Arrange the part of the items that opens with the line containing "Report one point per instance of the blue batting" and closes with the line containing "[[742, 451], [333, 326]]" as a numbered list, skipping blank lines and leaving out the pictures.

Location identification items
## BEGIN
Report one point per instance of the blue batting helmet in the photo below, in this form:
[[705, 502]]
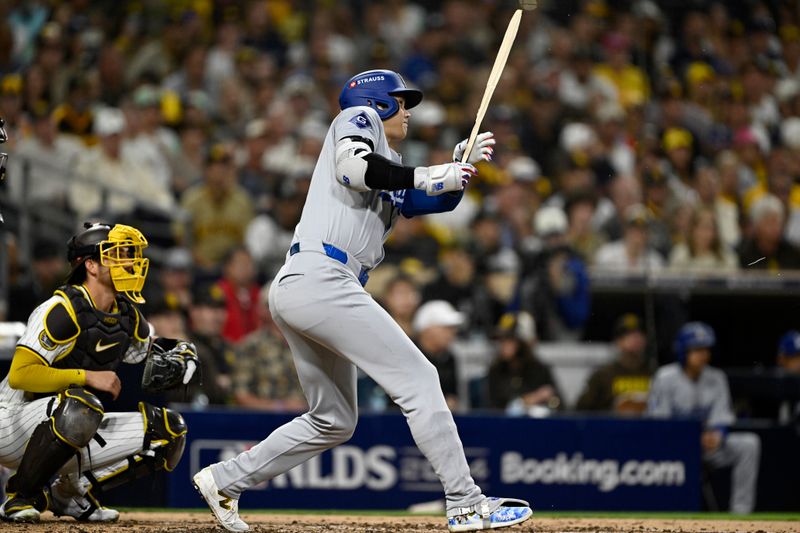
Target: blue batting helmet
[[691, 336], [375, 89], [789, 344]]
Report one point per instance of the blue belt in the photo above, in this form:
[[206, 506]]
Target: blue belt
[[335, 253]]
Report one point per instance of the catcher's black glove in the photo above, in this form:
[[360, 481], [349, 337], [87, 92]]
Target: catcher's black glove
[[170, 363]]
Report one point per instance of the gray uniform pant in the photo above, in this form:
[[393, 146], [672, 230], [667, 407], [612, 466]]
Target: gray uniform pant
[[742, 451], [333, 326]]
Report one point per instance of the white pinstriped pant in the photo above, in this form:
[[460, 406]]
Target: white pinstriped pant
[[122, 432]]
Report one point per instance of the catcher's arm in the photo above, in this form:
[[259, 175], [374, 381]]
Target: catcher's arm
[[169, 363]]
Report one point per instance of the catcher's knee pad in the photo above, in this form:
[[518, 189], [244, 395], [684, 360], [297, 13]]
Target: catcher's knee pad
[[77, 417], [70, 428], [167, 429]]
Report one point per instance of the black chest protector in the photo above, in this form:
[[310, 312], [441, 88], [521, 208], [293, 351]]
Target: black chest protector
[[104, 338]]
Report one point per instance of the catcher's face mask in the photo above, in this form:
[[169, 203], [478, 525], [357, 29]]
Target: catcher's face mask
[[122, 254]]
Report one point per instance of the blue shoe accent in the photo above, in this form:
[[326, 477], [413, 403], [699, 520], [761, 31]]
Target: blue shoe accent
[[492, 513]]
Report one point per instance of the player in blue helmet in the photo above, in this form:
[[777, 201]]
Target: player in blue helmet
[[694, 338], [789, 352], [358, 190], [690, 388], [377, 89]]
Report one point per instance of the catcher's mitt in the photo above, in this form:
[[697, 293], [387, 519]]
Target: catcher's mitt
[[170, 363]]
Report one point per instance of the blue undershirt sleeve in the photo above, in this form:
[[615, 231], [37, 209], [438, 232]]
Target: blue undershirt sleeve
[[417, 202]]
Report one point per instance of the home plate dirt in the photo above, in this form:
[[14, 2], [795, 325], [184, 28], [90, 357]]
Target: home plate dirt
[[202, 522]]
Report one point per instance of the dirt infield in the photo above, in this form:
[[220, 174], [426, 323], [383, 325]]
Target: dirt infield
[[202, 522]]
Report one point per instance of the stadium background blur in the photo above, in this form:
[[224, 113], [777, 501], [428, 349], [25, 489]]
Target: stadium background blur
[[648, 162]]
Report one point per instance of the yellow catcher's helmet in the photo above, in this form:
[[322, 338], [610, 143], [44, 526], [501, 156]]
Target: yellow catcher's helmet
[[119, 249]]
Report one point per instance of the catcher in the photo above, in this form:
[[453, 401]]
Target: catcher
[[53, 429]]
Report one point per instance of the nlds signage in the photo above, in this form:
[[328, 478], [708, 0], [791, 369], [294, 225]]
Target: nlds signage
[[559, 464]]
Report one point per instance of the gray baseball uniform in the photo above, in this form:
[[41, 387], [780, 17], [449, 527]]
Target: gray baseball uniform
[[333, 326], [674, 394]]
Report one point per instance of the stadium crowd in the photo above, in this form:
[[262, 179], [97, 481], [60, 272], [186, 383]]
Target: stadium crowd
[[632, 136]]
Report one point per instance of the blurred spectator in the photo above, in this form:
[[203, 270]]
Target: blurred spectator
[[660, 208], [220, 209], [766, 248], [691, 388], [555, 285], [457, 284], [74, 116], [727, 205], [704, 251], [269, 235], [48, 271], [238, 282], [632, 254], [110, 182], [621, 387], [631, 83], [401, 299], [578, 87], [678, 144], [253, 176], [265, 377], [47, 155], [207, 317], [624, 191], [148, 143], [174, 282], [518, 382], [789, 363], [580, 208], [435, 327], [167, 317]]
## END
## BEGIN
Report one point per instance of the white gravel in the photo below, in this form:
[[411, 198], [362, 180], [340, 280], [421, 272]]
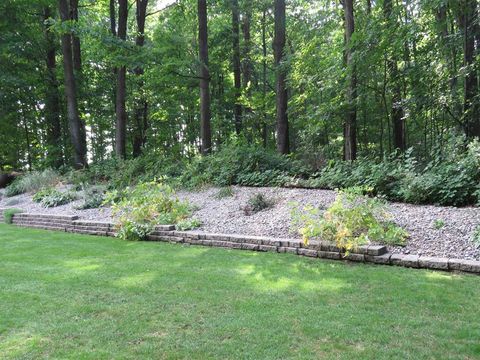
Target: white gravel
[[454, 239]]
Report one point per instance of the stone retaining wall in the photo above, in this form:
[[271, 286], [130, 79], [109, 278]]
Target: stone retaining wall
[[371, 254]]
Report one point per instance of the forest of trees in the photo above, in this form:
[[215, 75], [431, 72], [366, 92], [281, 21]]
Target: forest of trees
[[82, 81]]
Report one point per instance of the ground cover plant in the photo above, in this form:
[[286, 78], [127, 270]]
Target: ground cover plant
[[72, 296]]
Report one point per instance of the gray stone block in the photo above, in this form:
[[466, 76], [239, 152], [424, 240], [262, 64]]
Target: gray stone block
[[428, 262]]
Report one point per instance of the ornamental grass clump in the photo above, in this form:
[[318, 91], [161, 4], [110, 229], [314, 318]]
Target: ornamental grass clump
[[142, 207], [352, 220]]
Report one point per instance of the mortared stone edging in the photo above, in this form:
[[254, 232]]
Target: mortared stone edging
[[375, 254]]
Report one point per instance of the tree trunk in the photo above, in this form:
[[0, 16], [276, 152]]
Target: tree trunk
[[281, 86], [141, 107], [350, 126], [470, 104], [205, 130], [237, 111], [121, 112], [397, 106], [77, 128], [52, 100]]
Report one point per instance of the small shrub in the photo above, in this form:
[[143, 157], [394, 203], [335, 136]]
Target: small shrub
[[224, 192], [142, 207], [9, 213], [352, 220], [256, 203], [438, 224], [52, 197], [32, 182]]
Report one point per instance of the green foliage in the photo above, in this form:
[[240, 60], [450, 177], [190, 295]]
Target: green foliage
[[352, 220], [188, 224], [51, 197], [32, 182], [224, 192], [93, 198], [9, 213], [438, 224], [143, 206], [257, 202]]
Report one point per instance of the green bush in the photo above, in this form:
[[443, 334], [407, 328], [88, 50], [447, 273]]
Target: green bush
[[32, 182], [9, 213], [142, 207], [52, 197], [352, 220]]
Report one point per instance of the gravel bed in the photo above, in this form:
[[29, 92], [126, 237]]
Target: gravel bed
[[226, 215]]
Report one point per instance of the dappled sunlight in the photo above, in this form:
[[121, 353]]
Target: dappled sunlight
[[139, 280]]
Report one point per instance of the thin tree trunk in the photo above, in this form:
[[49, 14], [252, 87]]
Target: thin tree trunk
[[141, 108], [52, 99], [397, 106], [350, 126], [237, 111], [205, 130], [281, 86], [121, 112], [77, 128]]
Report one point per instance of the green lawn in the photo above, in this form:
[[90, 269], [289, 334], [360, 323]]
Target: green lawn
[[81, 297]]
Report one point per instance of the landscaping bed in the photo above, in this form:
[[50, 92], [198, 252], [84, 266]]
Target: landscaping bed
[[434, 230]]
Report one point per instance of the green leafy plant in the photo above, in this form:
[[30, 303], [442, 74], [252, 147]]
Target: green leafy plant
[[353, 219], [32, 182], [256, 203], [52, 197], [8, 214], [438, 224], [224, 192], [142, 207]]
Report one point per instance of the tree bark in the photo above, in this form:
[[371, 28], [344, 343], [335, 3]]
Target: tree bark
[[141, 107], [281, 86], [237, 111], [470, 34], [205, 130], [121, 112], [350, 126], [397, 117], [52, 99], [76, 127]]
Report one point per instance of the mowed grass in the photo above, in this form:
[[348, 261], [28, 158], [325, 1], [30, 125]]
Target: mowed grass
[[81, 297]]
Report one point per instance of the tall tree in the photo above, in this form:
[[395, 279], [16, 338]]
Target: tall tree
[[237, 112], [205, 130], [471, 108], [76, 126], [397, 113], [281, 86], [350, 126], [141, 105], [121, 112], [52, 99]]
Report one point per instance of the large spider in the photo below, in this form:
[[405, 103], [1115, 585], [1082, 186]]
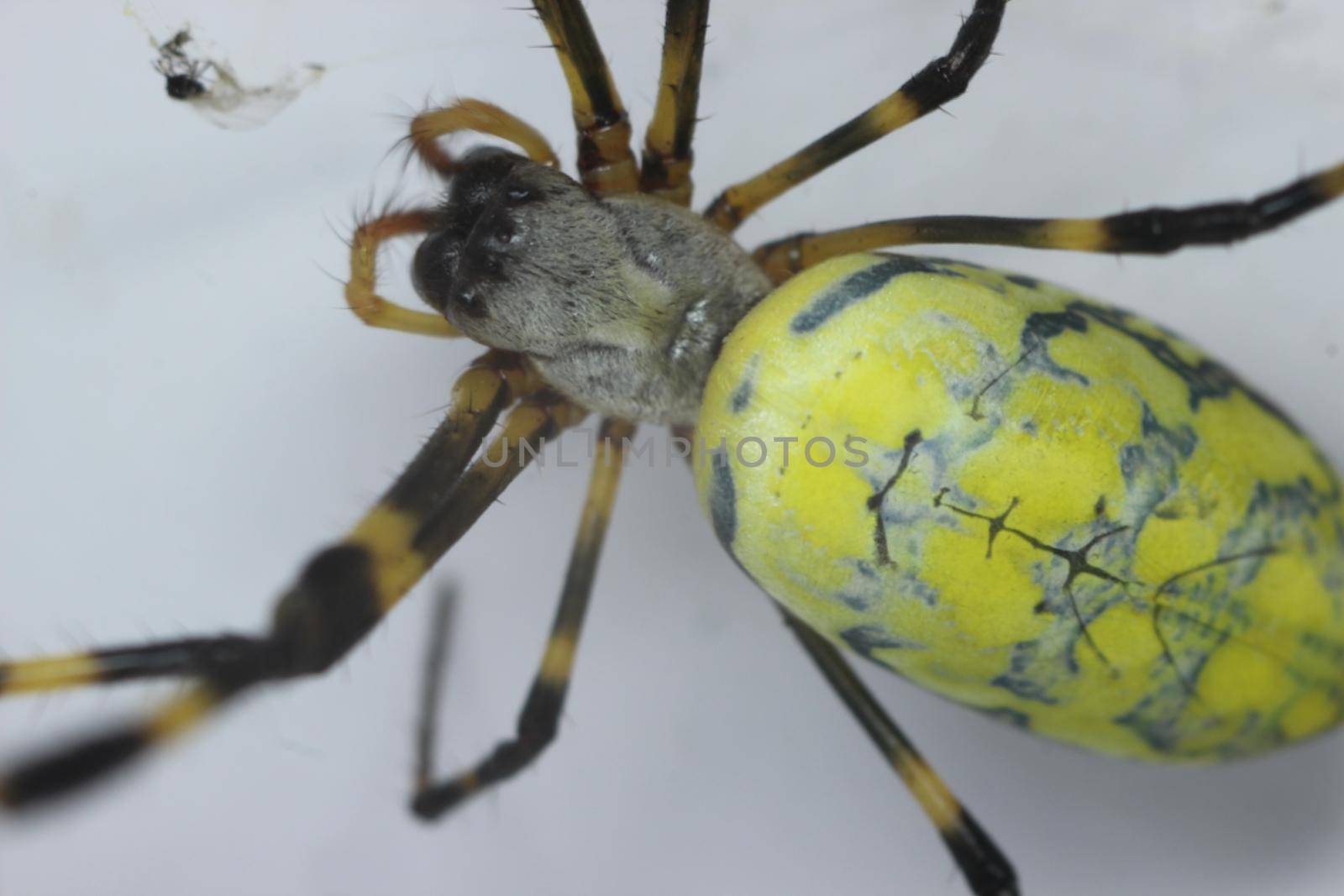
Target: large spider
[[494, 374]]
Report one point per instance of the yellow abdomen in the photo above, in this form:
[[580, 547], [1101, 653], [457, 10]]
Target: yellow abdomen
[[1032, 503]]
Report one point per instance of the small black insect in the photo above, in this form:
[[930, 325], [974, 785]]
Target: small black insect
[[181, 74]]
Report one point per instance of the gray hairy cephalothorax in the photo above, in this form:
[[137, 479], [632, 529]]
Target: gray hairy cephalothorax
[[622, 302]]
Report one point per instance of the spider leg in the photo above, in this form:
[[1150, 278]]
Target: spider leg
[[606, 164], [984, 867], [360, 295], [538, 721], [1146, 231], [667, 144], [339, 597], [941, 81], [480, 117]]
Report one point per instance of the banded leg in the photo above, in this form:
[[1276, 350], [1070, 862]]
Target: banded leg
## END
## BEGIN
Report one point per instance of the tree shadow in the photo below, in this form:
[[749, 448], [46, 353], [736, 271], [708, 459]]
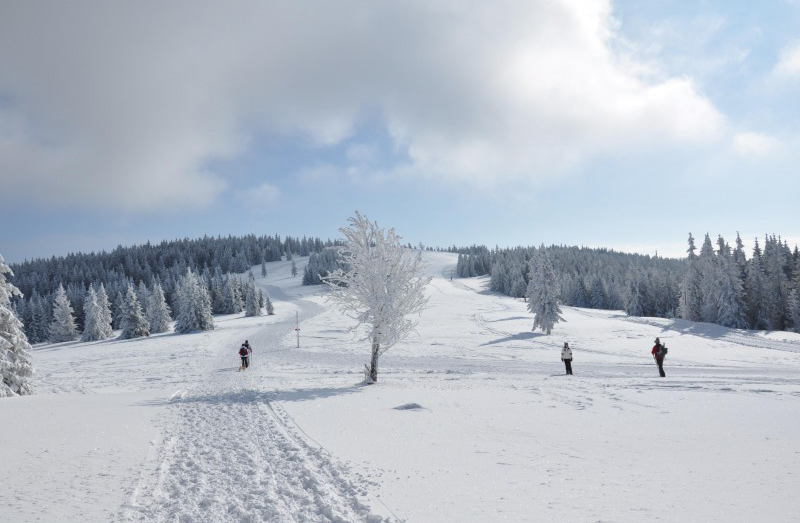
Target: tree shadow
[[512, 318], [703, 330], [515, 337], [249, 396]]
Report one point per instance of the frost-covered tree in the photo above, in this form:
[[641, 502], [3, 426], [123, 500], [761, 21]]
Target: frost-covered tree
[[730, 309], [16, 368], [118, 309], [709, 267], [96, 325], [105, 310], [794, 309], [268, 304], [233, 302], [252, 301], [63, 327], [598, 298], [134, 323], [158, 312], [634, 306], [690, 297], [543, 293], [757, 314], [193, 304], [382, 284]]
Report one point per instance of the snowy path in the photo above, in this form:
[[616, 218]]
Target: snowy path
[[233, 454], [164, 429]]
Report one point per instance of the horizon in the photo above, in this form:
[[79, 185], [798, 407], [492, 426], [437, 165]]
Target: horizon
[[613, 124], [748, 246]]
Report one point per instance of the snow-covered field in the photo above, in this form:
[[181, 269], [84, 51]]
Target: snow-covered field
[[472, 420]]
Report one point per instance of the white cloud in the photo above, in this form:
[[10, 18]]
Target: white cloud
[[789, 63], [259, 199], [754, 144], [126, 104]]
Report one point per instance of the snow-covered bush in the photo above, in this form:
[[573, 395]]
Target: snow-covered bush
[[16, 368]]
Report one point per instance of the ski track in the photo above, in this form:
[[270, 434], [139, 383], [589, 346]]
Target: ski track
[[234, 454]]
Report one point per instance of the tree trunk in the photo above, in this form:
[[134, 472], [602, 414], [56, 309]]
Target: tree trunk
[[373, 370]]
## END
Result of the task:
1. Report one point per instance of the blue batting helmet in the photo below, in this form:
2. [[705, 502]]
3. Target: blue batting helmet
4. [[691, 336], [375, 89], [789, 344]]
5. Report one point per instance of the blue belt in the photo above, in this form:
6. [[206, 506]]
7. Target: blue belt
8. [[335, 253]]
9. Report one point per instance of the catcher's black glove in the photo above, in this form:
10. [[360, 481], [349, 337], [87, 92]]
11. Target: catcher's black glove
12. [[170, 363]]
13. Report one point per instance of the gray uniform pant in the photo above, in this form:
14. [[393, 146], [672, 230], [667, 407], [612, 466]]
15. Target: gray uniform pant
16. [[742, 451], [333, 326]]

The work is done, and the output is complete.